DOCUMENT PASSAGE:
Permutations and combinations

From Wikipedia, the free encyclopedia

It has been suggested that this article or section be merged into Combination. (Discuss)

In familiar terms, a combination is an un-ordered selection made from a group of objects. Any five playing cards from fifty-two card deck can form a valid combination. A permutation, on the other hand, is an ordered selection made from a group of objects. So for objects 1, 2, 3, there are six permutations: 123, 132, 213, 231, 312, and 321.

Both combinations and permutations have variants where some objects appear more than once (that is, they have some repetition). For example, if you wanted a fruit salad consisting of apples, bananas and oranges, should you be able to pick apples more than once?

1 Formal
2 See also
3 External links

[edit] Formal

In more formal terms, in combinatorics, a combination is a subset. In a set, the order does not matter. These are represented usually with curly braces: {2, 4, 6}. With sets, since order does not matter, you are only interested in what is present, not in what order. Thus,

{2, 4, 6} = {6, 4, 2}.

Also, {1, 1, 1} is the same as {1} because a set is defined by its elements; they don't usually appear more than once.

[edit] Permutation with repetition

When order matters and an object can be chosen more than once then the number of permutations is n^r where n is the number of objects from which you can choose and r is the number to be chosen.

For example, if you have the letters A, B, C, and D and you wish to discover the number of ways to arrange them in three letter patterns (trigrams) you find that there are 4³ or 64 ways. This is because for the first slot you can choose any of the four values, for the second slot you can choose any of the four, and for the final slot you can choose any of the four letters. Multiplying them together gives the total.

[edit] Permutation without repetition

When the order matters and each object can be chosen only once, then the number of permutations is

$\frac{n!}{(n-r)!}$

where n is the number of objects from which you can choose, r is the number to be chosen and ! is the standard symbol meaning factorial.

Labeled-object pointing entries
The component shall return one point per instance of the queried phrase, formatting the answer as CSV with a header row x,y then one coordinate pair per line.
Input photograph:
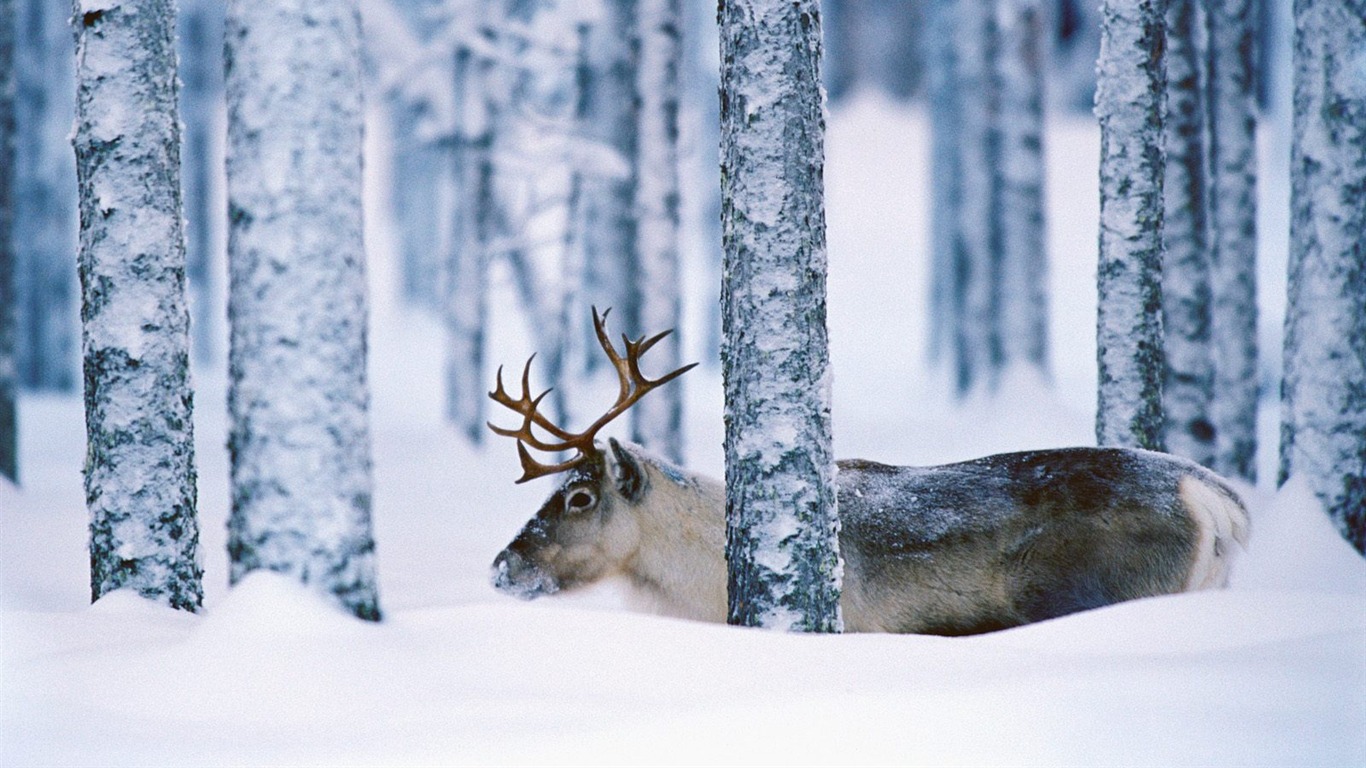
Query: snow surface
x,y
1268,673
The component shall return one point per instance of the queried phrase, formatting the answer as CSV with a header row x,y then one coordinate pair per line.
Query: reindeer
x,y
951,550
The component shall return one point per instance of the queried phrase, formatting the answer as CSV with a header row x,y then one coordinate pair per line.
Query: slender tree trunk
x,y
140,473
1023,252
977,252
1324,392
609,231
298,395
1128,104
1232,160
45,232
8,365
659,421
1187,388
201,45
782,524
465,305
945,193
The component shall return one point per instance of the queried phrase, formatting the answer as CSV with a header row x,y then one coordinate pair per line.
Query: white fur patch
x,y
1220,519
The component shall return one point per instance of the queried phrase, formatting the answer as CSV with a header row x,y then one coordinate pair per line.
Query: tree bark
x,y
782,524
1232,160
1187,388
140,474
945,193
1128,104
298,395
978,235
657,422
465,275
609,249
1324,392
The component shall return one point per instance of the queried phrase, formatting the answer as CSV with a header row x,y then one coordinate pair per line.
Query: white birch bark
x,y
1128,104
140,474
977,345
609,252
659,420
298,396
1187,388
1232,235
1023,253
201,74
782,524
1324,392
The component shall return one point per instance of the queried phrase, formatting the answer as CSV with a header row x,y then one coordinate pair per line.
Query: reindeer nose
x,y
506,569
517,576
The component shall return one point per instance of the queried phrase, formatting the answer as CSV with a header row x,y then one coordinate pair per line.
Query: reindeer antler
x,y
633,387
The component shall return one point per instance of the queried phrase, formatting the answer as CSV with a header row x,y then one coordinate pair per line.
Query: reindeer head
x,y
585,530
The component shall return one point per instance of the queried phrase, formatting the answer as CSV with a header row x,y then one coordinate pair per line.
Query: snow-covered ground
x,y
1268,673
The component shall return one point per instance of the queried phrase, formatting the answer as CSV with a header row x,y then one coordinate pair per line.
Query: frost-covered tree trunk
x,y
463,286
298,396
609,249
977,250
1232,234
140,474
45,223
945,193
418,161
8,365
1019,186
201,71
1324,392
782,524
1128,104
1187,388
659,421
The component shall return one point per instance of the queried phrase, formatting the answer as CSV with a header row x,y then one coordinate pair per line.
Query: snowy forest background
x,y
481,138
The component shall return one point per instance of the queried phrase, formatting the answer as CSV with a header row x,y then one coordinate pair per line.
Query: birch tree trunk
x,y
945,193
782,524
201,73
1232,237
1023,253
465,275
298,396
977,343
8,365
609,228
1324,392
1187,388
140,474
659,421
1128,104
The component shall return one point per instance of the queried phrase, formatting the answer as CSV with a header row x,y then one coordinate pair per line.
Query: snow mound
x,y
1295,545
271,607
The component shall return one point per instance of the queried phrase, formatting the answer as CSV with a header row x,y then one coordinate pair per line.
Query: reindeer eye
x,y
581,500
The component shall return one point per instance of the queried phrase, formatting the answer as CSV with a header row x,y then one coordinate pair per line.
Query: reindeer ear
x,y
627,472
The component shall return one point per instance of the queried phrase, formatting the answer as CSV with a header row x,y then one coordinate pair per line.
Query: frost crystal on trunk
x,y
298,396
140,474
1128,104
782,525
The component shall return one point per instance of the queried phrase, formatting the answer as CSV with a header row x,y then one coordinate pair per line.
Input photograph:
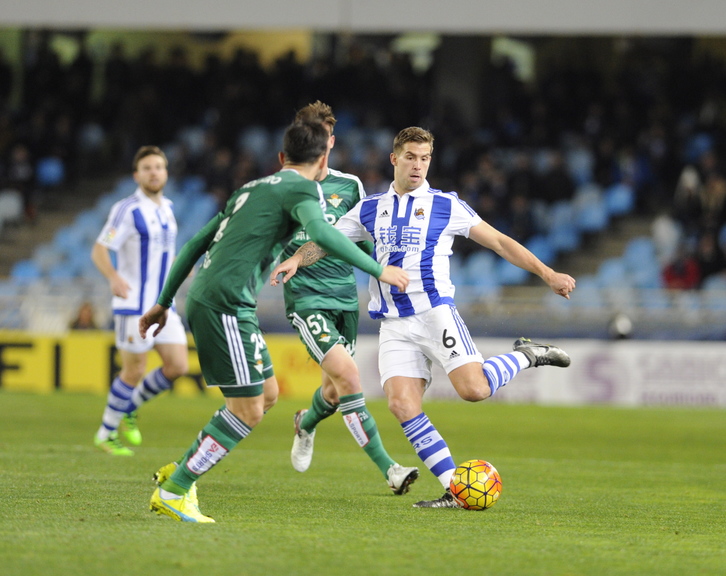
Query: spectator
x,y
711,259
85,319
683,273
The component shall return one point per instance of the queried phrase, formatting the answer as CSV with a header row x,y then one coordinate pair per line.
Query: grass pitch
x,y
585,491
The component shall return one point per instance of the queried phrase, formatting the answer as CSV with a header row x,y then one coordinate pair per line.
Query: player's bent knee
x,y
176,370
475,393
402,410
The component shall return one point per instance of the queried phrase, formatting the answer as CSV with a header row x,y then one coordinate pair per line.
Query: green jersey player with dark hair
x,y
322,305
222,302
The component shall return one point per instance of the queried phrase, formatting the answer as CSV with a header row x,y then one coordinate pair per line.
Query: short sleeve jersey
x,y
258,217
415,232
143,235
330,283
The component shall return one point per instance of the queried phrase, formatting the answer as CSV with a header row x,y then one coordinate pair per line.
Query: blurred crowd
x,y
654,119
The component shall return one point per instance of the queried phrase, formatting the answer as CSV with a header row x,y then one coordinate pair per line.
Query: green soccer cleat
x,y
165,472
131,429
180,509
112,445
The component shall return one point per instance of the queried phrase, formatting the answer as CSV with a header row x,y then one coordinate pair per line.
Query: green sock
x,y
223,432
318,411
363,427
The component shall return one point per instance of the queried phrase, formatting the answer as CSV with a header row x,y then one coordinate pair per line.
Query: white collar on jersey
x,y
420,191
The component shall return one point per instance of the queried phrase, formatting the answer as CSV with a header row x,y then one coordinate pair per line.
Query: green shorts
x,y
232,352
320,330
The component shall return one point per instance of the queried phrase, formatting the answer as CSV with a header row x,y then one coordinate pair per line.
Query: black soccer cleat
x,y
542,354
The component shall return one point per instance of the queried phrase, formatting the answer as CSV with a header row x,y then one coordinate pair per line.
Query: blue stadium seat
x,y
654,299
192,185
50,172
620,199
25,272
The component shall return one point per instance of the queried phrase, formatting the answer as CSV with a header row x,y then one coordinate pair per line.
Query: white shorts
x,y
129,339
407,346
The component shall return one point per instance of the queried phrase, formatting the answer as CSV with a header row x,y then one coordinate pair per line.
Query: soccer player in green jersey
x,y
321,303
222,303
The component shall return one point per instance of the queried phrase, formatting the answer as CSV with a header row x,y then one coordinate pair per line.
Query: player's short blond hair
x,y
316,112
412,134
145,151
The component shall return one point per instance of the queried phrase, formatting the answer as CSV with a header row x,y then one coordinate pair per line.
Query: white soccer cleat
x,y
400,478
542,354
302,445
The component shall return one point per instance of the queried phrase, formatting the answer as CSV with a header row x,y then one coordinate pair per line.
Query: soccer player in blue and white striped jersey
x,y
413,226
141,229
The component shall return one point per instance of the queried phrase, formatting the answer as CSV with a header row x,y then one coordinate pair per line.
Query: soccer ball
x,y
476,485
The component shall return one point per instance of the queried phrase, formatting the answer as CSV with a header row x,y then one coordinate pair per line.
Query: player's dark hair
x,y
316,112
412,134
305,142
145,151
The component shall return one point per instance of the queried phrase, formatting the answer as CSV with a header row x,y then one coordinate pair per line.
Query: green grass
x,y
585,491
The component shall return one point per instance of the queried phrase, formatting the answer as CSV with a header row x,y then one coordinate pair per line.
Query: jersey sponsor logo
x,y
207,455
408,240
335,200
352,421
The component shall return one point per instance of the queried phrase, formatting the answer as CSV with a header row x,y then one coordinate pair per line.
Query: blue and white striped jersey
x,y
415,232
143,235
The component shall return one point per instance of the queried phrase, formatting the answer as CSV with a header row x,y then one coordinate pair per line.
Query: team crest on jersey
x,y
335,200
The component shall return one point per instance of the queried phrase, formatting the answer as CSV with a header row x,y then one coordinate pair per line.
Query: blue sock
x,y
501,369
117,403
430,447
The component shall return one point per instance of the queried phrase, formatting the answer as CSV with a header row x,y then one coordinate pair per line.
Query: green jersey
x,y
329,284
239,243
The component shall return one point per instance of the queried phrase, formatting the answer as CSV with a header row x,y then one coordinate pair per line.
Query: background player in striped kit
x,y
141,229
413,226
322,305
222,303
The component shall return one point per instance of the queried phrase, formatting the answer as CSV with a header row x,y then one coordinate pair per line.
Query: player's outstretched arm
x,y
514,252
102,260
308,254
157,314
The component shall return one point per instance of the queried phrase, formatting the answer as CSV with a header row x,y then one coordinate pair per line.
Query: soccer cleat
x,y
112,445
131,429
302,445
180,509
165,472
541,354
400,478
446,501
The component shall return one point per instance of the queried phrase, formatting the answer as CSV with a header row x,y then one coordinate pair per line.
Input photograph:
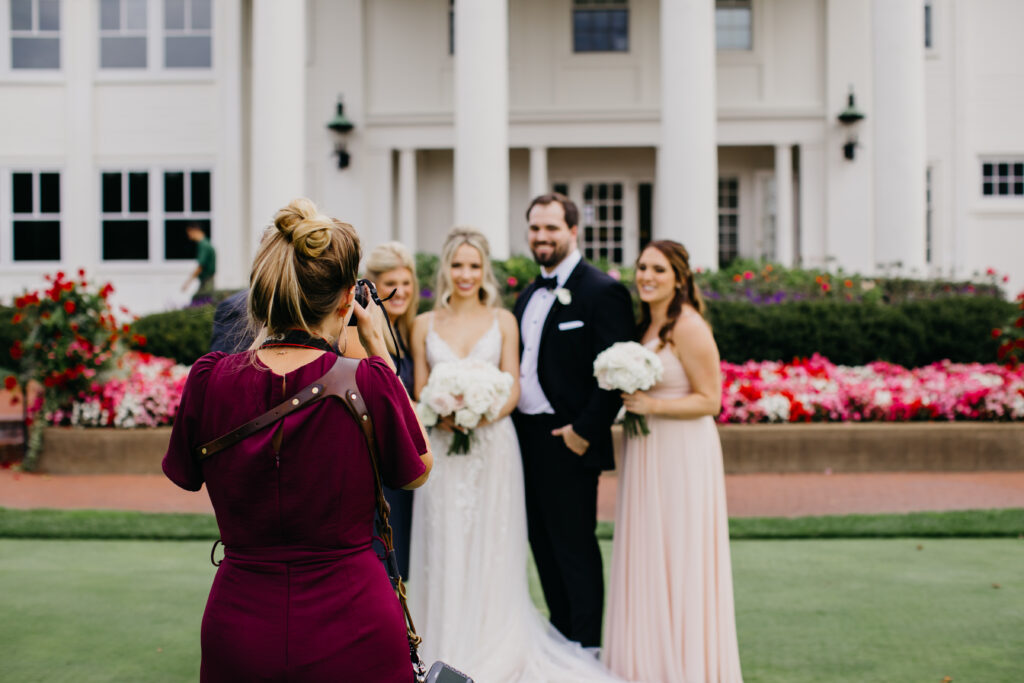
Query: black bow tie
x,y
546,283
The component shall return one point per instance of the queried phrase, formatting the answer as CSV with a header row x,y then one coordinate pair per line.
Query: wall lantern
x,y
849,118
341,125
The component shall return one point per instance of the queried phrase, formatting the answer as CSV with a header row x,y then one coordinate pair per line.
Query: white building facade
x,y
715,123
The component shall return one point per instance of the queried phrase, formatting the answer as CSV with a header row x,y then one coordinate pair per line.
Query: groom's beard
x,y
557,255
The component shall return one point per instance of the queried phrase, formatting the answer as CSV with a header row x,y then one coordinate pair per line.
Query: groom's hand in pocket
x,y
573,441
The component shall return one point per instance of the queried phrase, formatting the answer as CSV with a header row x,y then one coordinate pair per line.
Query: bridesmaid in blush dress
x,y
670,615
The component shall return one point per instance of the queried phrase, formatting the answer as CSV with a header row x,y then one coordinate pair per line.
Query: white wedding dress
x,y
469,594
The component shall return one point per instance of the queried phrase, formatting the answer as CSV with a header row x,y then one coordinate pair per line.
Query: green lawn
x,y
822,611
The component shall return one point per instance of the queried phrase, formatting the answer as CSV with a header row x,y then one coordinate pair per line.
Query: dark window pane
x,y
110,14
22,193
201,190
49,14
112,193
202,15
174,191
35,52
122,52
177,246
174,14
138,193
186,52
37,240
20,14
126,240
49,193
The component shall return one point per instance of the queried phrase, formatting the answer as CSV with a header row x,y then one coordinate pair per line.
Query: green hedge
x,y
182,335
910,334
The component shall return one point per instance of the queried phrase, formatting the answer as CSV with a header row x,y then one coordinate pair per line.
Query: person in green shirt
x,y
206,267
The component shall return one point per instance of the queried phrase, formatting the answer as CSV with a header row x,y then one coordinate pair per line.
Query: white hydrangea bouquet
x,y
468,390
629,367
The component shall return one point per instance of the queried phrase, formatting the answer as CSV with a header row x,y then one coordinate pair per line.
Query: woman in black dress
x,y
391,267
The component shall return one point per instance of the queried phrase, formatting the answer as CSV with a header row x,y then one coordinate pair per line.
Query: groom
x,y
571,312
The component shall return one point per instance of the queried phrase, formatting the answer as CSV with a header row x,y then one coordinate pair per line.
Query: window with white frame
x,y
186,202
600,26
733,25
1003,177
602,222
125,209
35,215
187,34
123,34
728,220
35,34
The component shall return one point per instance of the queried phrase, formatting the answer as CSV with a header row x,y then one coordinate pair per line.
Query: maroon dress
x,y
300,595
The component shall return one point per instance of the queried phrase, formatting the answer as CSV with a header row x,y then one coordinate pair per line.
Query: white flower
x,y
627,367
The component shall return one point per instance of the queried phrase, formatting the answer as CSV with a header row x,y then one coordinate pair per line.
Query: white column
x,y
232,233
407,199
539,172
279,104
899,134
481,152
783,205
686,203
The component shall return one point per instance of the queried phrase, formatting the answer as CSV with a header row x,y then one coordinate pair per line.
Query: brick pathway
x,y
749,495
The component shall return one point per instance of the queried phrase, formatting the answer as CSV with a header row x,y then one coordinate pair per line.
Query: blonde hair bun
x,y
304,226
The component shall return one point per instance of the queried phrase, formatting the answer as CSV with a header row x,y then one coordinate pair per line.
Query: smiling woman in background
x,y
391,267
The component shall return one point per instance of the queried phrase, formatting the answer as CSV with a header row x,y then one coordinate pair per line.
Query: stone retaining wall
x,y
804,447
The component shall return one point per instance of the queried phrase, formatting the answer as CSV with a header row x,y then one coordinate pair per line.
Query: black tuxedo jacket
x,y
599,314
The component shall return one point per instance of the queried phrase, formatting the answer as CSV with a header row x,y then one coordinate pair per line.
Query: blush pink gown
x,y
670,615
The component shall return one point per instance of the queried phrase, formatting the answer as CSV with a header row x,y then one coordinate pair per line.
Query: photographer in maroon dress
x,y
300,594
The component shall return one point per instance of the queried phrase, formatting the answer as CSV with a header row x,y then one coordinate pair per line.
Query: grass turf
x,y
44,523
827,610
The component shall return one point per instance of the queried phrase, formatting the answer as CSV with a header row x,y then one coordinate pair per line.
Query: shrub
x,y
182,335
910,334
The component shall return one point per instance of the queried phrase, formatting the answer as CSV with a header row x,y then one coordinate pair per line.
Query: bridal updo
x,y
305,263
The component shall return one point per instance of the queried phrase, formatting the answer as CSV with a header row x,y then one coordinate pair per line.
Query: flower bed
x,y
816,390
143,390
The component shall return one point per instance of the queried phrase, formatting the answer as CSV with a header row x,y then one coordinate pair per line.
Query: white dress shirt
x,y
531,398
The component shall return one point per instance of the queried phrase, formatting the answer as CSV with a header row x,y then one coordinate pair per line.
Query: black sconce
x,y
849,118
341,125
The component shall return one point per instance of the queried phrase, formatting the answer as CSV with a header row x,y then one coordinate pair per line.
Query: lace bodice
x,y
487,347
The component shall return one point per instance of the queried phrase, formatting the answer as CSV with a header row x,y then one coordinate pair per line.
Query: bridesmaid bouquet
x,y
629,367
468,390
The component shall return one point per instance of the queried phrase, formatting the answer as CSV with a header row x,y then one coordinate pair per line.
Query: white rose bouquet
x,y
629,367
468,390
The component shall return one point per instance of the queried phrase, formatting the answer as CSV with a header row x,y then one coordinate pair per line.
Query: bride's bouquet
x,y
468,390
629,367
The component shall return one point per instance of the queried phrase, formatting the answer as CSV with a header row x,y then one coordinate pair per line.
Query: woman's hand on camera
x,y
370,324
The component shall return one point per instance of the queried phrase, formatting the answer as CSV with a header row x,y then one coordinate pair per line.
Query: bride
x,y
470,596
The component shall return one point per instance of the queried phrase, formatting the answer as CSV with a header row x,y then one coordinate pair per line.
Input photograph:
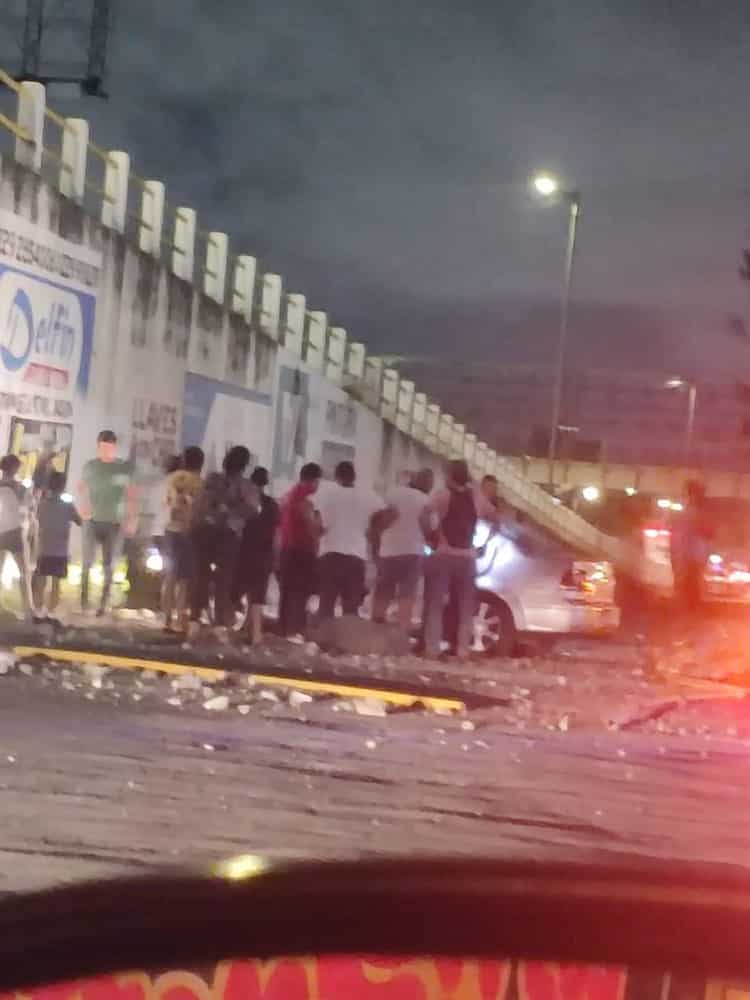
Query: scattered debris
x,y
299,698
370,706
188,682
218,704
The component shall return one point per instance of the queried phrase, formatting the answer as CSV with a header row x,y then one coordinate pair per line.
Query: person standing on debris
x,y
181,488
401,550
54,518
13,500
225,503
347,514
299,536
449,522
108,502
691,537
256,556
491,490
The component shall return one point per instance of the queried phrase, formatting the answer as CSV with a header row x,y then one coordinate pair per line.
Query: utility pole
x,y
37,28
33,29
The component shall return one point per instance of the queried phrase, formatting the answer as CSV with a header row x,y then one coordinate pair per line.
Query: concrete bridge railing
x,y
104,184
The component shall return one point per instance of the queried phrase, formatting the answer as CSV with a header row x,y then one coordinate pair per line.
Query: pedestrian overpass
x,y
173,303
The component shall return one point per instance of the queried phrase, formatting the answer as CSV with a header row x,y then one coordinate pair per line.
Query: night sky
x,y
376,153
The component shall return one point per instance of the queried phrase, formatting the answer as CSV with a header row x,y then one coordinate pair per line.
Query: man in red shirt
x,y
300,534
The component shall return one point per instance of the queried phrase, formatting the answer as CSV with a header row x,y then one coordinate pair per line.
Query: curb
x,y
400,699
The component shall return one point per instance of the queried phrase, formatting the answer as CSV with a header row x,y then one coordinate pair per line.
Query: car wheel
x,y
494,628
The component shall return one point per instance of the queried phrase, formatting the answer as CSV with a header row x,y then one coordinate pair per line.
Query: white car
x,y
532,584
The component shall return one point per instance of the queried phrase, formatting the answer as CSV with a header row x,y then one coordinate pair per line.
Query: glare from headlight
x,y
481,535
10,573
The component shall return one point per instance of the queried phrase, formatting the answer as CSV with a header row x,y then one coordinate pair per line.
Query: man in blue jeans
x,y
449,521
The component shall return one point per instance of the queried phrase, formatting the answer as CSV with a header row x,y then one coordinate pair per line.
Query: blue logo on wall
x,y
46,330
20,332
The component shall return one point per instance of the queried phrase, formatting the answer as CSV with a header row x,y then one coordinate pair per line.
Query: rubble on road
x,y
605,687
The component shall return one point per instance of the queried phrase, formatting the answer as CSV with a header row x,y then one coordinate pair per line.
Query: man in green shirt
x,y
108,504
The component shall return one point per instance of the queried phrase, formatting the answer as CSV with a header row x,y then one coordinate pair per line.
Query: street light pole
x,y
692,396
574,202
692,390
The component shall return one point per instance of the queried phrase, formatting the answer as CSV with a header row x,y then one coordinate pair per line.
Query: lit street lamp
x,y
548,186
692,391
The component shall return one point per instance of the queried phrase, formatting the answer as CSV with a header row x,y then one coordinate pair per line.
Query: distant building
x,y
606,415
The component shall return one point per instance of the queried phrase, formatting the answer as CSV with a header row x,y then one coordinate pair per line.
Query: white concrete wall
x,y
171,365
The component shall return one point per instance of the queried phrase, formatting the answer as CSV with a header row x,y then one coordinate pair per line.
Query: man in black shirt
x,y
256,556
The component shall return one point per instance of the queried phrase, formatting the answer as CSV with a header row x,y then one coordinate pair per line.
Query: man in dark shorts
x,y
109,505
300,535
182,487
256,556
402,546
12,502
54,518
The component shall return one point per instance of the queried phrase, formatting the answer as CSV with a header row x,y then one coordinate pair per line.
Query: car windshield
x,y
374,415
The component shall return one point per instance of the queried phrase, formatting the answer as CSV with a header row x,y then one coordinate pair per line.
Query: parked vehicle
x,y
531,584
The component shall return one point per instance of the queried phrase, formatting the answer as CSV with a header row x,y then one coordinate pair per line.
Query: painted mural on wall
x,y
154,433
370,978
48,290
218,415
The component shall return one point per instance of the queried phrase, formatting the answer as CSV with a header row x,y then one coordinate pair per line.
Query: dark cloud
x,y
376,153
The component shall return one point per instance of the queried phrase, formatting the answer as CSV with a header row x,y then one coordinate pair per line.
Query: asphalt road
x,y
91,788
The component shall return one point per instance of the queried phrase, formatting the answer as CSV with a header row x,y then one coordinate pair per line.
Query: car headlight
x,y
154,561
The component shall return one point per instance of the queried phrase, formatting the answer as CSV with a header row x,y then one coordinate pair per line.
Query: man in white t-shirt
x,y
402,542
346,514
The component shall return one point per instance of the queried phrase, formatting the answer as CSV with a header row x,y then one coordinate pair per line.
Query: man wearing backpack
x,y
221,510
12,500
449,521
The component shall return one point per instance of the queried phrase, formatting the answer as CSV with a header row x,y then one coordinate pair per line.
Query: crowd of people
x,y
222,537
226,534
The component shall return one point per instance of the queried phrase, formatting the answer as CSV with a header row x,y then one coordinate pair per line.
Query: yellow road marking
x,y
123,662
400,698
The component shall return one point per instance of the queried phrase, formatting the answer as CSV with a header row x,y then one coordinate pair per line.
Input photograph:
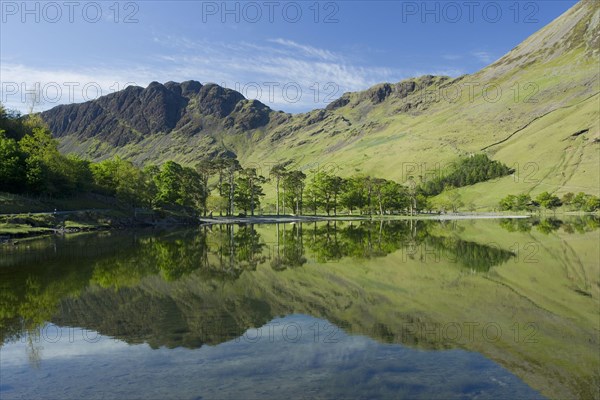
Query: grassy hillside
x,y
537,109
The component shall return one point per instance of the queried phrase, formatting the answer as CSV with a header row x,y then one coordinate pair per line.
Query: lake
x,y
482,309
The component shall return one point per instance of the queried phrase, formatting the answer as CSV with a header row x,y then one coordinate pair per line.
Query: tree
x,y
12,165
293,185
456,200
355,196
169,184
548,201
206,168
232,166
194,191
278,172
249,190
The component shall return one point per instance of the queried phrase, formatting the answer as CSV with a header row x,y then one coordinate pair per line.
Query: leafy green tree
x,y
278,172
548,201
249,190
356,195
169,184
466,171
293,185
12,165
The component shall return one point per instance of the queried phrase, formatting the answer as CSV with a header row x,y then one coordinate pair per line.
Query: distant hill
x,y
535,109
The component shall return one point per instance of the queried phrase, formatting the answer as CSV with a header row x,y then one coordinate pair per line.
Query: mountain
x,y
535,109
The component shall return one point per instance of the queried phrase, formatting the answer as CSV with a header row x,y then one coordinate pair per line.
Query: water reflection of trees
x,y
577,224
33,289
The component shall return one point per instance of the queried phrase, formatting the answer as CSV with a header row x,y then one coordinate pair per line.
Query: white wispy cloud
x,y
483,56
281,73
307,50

PROBLEM SET:
(1) List every permutation of the objects 1, 2, 3 that the permutations and combinations article gives.
(2) Carry on the permutations and combinations article past its final sentence.
The records play no part in this work.

SOLVED TASKS:
(1) 123, 132, 213, 231, 312, 321

(2)
For example, if the first, second, and third place winners in a dog show are to be selected from amongst 15 canine finalists, then this may occur in any of 15!/(15 − 3)! = 2730 possible ways.

Note that if r = n (meaning number of chosen elements is equal to number of elements to choose from) then the formula becomes

$\frac{n!}{(n-n)!} = \frac{n!}{0!} = n!$ when 0! = 1! = 1

For example, if you have three people and you want to find out how many ways you may arrange them it would be 3! or 3 × 2 × 1 = 6 ways. The reason for this is because you can choose from 3 for the initial slot, then you are left with only two to choose from for the second slot, and that leaves only one for the final slot. Multiplying them together gives the total.

[edit] Combination without repetition

When the order does not matter, but each object can be chosen only once, the number of combinations is

$\frac{n!}{r!(n - r)!} = {n \choose r} = {n \choose {n-r}}$

where n is the number of objects from which you can choose and r is the number to be chosen.

For example, if you have ten numbers and wish to choose 5 you would have 10!/[5! (10 − 5)!] = 252 ways to choose.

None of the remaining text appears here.